Aim of the task: Put every line of the entries below into a Markdown table with the columns Row and Line, numbering each row and skipping blank lines. Leave the pictures out.

Extracted entries:

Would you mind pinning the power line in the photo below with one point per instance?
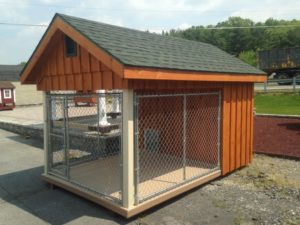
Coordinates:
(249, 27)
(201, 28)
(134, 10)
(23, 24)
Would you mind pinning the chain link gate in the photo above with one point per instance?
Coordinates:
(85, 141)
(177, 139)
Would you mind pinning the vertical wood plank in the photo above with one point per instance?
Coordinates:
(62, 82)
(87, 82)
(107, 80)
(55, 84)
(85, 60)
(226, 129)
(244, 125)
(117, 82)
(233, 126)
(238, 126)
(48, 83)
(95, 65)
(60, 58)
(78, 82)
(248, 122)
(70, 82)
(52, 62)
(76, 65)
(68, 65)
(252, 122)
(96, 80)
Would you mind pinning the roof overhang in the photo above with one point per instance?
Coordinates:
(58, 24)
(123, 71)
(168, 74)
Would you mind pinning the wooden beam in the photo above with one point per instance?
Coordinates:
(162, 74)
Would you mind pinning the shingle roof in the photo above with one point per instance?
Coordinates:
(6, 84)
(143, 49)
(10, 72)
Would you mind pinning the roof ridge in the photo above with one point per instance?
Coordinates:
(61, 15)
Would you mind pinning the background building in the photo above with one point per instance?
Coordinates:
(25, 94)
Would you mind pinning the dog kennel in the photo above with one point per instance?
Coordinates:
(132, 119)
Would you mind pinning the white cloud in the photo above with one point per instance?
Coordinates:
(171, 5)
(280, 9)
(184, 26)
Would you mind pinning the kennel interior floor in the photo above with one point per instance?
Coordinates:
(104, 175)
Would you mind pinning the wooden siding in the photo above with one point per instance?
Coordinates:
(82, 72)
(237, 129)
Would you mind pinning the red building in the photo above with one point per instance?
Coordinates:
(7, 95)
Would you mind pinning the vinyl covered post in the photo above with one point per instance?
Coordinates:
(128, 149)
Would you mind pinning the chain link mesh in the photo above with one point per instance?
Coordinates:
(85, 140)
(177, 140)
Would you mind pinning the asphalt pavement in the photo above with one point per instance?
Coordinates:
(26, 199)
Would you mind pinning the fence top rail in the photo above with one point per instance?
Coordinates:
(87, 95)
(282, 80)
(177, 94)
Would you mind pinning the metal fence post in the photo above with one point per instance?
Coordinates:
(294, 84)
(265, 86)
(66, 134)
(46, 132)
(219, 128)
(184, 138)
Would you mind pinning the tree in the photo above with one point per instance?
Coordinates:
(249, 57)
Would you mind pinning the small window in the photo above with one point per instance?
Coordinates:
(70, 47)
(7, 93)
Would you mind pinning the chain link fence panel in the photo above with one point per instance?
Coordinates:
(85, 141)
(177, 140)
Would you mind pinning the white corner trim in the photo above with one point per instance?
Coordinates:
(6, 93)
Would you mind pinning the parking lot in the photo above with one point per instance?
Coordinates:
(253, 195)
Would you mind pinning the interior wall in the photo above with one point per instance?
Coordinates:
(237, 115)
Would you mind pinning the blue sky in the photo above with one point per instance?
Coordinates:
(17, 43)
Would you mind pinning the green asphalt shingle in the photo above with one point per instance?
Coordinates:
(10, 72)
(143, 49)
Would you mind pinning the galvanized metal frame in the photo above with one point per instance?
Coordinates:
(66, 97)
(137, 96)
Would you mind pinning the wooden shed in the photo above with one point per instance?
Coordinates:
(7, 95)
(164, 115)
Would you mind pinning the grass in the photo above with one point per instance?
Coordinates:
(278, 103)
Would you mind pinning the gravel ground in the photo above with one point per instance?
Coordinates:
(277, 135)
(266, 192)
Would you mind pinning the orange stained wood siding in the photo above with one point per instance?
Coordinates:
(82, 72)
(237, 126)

Full solution:
| Row | Line |
|---|---|
| 1 | Would you mind pinning the power line in the photo below with one point per instance? |
| 2 | Coordinates: |
| 3 | (249, 27) |
| 4 | (201, 28) |
| 5 | (134, 10) |
| 6 | (23, 24) |
| 7 | Would you mind pinning the chain link gate in the photo above with one point per instance? |
| 8 | Coordinates: |
| 9 | (85, 141) |
| 10 | (177, 139) |
| 11 | Would you mind pinning the vertical wood plank in the photo above with one point per instance? |
| 12 | Coordinates: |
| 13 | (62, 82) |
| 14 | (87, 82) |
| 15 | (107, 80) |
| 16 | (55, 84) |
| 17 | (85, 60) |
| 18 | (226, 129) |
| 19 | (244, 125) |
| 20 | (117, 82) |
| 21 | (233, 126) |
| 22 | (238, 126) |
| 23 | (48, 83) |
| 24 | (95, 65) |
| 25 | (60, 58) |
| 26 | (78, 82) |
| 27 | (248, 122) |
| 28 | (70, 82) |
| 29 | (52, 62) |
| 30 | (76, 65) |
| 31 | (68, 65) |
| 32 | (252, 122) |
| 33 | (96, 80) |
| 34 | Would you mind pinning the roof overhang in the photo above with one point per instance? |
| 35 | Coordinates: |
| 36 | (58, 24) |
| 37 | (123, 71) |
| 38 | (168, 74) |
| 39 | Would you mind pinning the wooden beam in the photo above with one point per instance? |
| 40 | Coordinates: |
| 41 | (162, 74) |
| 42 | Would you mind pinning the shingle roof in the photo above with one point per instance? |
| 43 | Coordinates: |
| 44 | (6, 84) |
| 45 | (143, 49) |
| 46 | (10, 72) |
| 47 | Would you mind pinning the roof ridge in the photo above with one point per instance? |
| 48 | Coordinates: |
| 49 | (61, 15) |
| 50 | Would you mind pinning the background building in the photo above with one point per instance? |
| 51 | Coordinates: |
| 52 | (25, 94) |
| 53 | Would you mind pinning the dog kennel in the photo above with one point per instance? |
| 54 | Coordinates: |
| 55 | (132, 119) |
| 56 | Would you mind pinning the white cloud in the photo above with one point per instance? |
| 57 | Coordinates: |
| 58 | (171, 5) |
| 59 | (280, 9) |
| 60 | (184, 26) |
| 61 | Would you mind pinning the kennel interior floor in the photo above with one point per instance? |
| 62 | Coordinates: |
| 63 | (104, 175) |
| 64 | Would you mind pinning the wooden siding in the photo above with one point per instance? |
| 65 | Coordinates: |
| 66 | (82, 72) |
| 67 | (237, 129) |
| 68 | Would you mind pinning the red building in the photo above with one point per instance? |
| 69 | Coordinates: |
| 70 | (7, 95) |
| 71 | Would you mind pinning the vinyl covered post in the photo above with one point per instance? |
| 72 | Coordinates: |
| 73 | (128, 149) |
| 74 | Would you mind pinning the chain link mesh in the photo above with one point per instance? |
| 75 | Coordinates: |
| 76 | (85, 140) |
| 77 | (177, 140) |
| 78 | Would you mind pinning the asphalt pavement in the photo above with one point per instance? |
| 79 | Coordinates: |
| 80 | (26, 199) |
| 81 | Would you mind pinning the fence top rail in the photo above with one point per instance? |
| 82 | Coordinates: |
| 83 | (87, 95) |
| 84 | (282, 80) |
| 85 | (177, 94) |
| 86 | Would you mind pinning the metal fence post in the photo above with one point per instance? |
| 87 | Coordinates: |
| 88 | (294, 84) |
| 89 | (265, 86) |
| 90 | (66, 134) |
| 91 | (46, 132) |
| 92 | (219, 128) |
| 93 | (184, 138) |
| 94 | Would you mind pinning the tree in the photo above with one point per instance? |
| 95 | Coordinates: |
| 96 | (249, 57) |
| 97 | Would you mind pinning the small window in the photo above with one point per instance? |
| 98 | Coordinates: |
| 99 | (70, 47) |
| 100 | (7, 93) |
| 101 | Would you mind pinning the chain link fence panel in the photo above with one point per instance? |
| 102 | Coordinates: |
| 103 | (85, 141) |
| 104 | (177, 140) |
| 105 | Would you mind pinning the white corner trim in the photo above with one point per instance? |
| 106 | Coordinates: |
| 107 | (6, 93) |
| 108 | Would you mind pinning the parking lot in the photo above with one point per instance? |
| 109 | Coordinates: |
| 110 | (253, 195) |
| 111 | Would you mind pinning the interior wall in the photo above with one point per instance? |
| 112 | Coordinates: |
| 113 | (237, 115) |
| 114 | Would you mind pinning the blue sky in the photo above with one point per instance? |
| 115 | Coordinates: |
| 116 | (17, 43) |
| 117 | Would you mind pinning the green asphalt shingle in the photo above with one point per instance? |
| 118 | Coordinates: |
| 119 | (10, 72) |
| 120 | (143, 49) |
| 121 | Would you mind pinning the galvanized metal frame in the photo above with one point per instance? |
| 122 | Coordinates: |
| 123 | (66, 97) |
| 124 | (137, 96) |
| 125 | Would you mind pinning the wooden shed in the photo above with one point per instance? |
| 126 | Coordinates: |
| 127 | (7, 95) |
| 128 | (164, 115) |
| 129 | Would you mind pinning the grass in the photo above with one point per instance? |
| 130 | Coordinates: |
| 131 | (278, 103) |
| 132 | Would you mind pinning the gravel ground in the photo above with one point per instance? |
| 133 | Coordinates: |
| 134 | (277, 135) |
| 135 | (266, 192) |
| 136 | Would you mind pinning the orange stained wood siding in the photo above with one point per instance? |
| 137 | Coordinates: |
| 138 | (82, 72) |
| 139 | (237, 126) |